# Desafio A
Diga se cada afirmação abaixo está de acordo com o texto sobre o Plano Diretor. Responda sim ou não e cite, sem alterações, as palavras do texto que decidem a questão. (i) Quem escreve afirma já ter comentado suas reticências várias vezes. (ii) O Plano Diretor de São Paulo ficou engavetado por dez anos. (iii) O texto defende que se desista de tudo.
# Desafio B
Traduza para o inglês a seguinte frase do texto sobre o Plano Diretor: "Porém, como nem por isso devamos desistir de tudo (ainda mais quando se é urbanista de profissão), vale somar-se ao esforço coletivo empreendido para revisar o Plano Diretor de São Paulo, após oito anos em que ele foi devidamente engavetado."
# Desafio C
Liste todas as formas verbais conjugadas na primeira pessoa do plural que aparecem no texto sobre o Plano Diretor, incluindo o título.

──────── Página

Plano Diretor: a quem estamos enganando?

Já comentei aqui várias vezes sobre minhas sérias reticências quanto à real eficácia de planos diretores no contexto brasileiro, para a ordenação das cidades por parâmetros socialmente mais justos (já que esse é o único e verdadeiro desafio que temos que enfrentar).

Porém, como nem por isso devamos desistir de tudo (ainda mais quando se é urbanista de profissão), vale somar-se ao esforço coletivo empreendido para revisar o Plano Diretor de São Paulo, após oito anos em que ele foi devidamente engavetado.

────────────────
──────── Material

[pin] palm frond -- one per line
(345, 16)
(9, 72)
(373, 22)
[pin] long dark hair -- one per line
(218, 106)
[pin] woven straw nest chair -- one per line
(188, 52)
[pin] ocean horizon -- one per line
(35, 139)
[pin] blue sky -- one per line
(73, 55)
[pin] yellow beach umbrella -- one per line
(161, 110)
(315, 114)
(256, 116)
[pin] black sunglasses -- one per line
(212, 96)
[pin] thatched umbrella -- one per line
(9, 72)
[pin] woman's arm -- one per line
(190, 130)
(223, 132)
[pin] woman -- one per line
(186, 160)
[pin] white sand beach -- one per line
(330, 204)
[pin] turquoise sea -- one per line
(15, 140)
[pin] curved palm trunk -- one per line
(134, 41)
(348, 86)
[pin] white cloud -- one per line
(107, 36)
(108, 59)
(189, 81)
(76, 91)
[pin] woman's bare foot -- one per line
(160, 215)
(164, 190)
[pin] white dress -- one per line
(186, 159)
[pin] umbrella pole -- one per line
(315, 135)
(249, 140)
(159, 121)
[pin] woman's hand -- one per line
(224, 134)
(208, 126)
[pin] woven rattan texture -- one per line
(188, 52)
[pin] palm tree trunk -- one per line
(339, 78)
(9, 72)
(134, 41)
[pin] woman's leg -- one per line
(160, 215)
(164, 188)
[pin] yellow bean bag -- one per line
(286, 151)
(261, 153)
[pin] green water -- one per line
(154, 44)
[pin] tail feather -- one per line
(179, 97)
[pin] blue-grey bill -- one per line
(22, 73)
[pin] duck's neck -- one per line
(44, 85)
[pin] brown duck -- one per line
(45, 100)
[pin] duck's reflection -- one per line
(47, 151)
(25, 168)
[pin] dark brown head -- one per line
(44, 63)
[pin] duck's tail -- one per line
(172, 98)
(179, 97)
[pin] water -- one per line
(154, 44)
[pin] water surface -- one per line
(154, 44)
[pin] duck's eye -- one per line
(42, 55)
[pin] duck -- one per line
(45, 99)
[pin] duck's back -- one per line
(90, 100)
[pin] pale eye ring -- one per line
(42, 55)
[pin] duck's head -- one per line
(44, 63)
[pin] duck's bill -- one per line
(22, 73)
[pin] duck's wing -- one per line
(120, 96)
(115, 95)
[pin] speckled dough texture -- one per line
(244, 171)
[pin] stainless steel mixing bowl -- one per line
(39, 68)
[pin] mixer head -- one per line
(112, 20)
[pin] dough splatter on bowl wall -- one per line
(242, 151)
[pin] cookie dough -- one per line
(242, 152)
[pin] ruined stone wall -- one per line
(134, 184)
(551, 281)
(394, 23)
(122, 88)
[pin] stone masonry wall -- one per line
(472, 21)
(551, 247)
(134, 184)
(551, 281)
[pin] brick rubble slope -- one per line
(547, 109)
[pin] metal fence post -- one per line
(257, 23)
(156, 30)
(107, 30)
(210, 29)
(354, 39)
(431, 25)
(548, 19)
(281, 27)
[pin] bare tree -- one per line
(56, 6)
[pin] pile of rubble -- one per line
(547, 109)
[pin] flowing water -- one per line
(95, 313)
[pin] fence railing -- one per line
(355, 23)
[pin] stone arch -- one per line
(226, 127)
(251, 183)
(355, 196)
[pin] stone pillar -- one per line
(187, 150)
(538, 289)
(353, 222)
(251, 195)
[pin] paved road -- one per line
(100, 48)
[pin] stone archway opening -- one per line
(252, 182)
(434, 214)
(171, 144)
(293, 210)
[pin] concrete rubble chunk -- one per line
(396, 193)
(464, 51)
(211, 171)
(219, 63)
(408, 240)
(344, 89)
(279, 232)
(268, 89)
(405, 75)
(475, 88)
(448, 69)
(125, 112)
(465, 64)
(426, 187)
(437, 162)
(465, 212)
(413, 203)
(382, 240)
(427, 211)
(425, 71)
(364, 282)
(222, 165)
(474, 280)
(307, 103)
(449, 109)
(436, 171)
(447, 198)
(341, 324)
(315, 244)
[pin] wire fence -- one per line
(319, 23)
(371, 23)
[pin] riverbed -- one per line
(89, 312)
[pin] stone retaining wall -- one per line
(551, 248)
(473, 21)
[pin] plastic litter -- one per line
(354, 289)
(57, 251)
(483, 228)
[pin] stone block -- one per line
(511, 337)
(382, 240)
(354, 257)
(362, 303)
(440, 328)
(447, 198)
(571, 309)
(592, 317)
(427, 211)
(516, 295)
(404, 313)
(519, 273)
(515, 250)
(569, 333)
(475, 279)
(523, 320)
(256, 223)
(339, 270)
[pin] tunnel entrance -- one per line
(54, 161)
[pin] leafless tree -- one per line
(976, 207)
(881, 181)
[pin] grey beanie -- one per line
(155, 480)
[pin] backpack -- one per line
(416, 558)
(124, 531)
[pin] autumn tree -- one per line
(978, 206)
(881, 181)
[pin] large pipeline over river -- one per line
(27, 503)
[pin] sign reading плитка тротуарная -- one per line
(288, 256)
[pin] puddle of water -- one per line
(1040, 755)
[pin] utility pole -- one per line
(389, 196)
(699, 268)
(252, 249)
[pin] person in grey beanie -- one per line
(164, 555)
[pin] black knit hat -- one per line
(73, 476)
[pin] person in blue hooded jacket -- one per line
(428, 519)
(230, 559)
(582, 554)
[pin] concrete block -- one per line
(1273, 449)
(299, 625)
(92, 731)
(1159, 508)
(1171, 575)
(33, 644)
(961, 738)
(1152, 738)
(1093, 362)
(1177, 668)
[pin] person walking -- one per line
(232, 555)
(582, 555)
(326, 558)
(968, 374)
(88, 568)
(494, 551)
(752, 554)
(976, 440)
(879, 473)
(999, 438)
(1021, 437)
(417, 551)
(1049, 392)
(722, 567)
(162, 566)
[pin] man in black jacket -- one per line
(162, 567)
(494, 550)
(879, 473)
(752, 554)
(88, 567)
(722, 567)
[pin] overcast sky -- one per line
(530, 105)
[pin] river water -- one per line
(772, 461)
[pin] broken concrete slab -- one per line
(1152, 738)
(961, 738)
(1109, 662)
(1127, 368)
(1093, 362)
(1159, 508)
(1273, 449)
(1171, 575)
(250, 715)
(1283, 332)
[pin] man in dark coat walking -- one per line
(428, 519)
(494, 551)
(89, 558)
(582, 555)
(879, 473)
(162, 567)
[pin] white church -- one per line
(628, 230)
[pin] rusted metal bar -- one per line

────────────────

# Resposta esperada A
(i) Sim: "Já comentei aqui várias vezes sobre minhas sérias reticências quanto à real eficácia de planos diretores no contexto brasileiro"
(ii) Não: "após oito anos em que ele foi devidamente engavetado"
(iii) Não: "como nem por isso devamos desistir de tudo"

# Resposta esperada B
However, since that is no reason for us to give up on everything (especially when one is an urban planner by profession), it is worth joining the collective effort undertaken to revise the São Paulo Master Plan, after eight years in which it was duly shelved.

# Resposta esperada C
estamos
temos
devamos